Document extract:
- - - -

Q&A: What words or phrases reveal that you’re from Israel?

Oh boy. Where to start?

The following examples are all drawn from my Hebrew-language guide to my Israeli clients on correct English usage, אל ףדיח (Al-Fadiḥ—stylised Arabic-Hebrew, meaning ‘Don’t Screw-Up’).

Like most non-native English speakers, Israelis will tend to make certain errors based on the use in Hebrew—such as:

  • Placing the dollar sign after the number, rather than before (e.g. 5$)
  • Saying cynical when they mean ‘ironic’, or ‘sardonic’
  • Saying mythical instead of ‘mythological’, or ‘mystical’
  • Saying optimistic when they mean a positive, or rose-coloured, outlook
  • Saying idyllic when they mean ‘ideal’
  • Saying research when they mean a single study
  • Saying mail when they mean ‘email’
  • Using sympathetic in the French sense of sympathique (‘nice’)
  • Thinking that Stephen is pronounced ‘Steffen’
  • Always referring to non-medical doctorate holders as ‘Dr.’ when a post-nominal title is more appropriate (‘Joe Bloggs PhD’)
  • Saying concrete when they mean ‘tangible’, or ׳actual׳ (e.g. ‘This doesn’t happen with concrete people’):
Concrete people אנשים קונקרטיים

In addition, there are more subtle indications that are typical of many non-native Latin script users, such as thinking that abbreviations or initialisms involve periods after each letter, except the last one—e.g. L.t.d (instead of Ltd.), M.A, D.N.A:

Then there are distinct carryovers from Hebrew that are evident in academic and journalistic writing, such as:

  • Referring to countries as states
  • Using the word include in the sense of ‘comprise’, or ‘consist of’ (e.g. ‘The exhibition includes paintings, sculptures, and installations’)

- - - -

Source information:
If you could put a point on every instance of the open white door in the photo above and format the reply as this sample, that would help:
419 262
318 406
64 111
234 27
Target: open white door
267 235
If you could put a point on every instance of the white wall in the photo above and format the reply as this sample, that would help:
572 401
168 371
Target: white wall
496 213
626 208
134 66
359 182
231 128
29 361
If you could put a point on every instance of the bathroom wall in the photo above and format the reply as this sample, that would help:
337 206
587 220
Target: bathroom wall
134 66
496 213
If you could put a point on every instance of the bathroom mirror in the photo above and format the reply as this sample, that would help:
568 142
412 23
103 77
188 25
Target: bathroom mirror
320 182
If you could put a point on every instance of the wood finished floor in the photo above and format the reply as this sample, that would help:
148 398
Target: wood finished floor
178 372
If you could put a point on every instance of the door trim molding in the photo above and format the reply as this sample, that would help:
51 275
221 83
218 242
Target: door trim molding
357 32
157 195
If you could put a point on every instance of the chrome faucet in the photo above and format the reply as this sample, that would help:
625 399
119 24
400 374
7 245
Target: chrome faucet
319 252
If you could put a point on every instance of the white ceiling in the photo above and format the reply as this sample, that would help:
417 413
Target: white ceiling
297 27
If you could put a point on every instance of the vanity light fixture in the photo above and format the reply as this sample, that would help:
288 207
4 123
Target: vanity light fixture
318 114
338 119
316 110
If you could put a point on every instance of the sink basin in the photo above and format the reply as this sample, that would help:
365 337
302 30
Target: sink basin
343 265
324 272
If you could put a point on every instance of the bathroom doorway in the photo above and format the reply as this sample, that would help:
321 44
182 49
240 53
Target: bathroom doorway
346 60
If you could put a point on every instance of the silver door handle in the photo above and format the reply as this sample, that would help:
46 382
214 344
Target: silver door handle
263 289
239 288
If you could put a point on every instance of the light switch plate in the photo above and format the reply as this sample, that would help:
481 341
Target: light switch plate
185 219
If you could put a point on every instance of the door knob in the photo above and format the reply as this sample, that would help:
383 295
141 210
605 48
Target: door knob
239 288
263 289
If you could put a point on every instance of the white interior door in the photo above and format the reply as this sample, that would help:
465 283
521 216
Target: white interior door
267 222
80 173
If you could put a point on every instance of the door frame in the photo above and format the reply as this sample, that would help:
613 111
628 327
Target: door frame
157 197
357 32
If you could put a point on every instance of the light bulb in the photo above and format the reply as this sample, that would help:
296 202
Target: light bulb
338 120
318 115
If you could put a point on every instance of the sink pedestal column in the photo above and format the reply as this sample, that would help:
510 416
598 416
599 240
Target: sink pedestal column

- - - -

What this exercise asks:
1) In the article on Israeli English usage, what does the title of the author's Hebrew-language guide mean?
2) Resume the article on Israeli English usage, starting after its last sentence.

Answers to this exercise:
1) It means 'Don't Screw-Up'.

2)
  • A tendency that something is ‘on the one hand […], and on the other hand […]’ instead of just ‘it is both this and that’
  • Talking about reality instead of ‘circumstances’ (e.g., ‘In the present reality…’)
  • Saying emphasize when they mean ‘note’ or ‘state’ (e.g. ‘The official emphasized that the policy was…’)
  • Talking about at the level of instead of ‘in terms of’

But the following characteristics are dead giveaways and (AFAIK) unique to Israelis:

  • Referring to barking dogs as going hav-hav
  • Referring to fleece clothing as fleas, or even please clothing (due to misguided transliteration in Hebrew)
  • Pronouncing close-up as cloze-up (ditto)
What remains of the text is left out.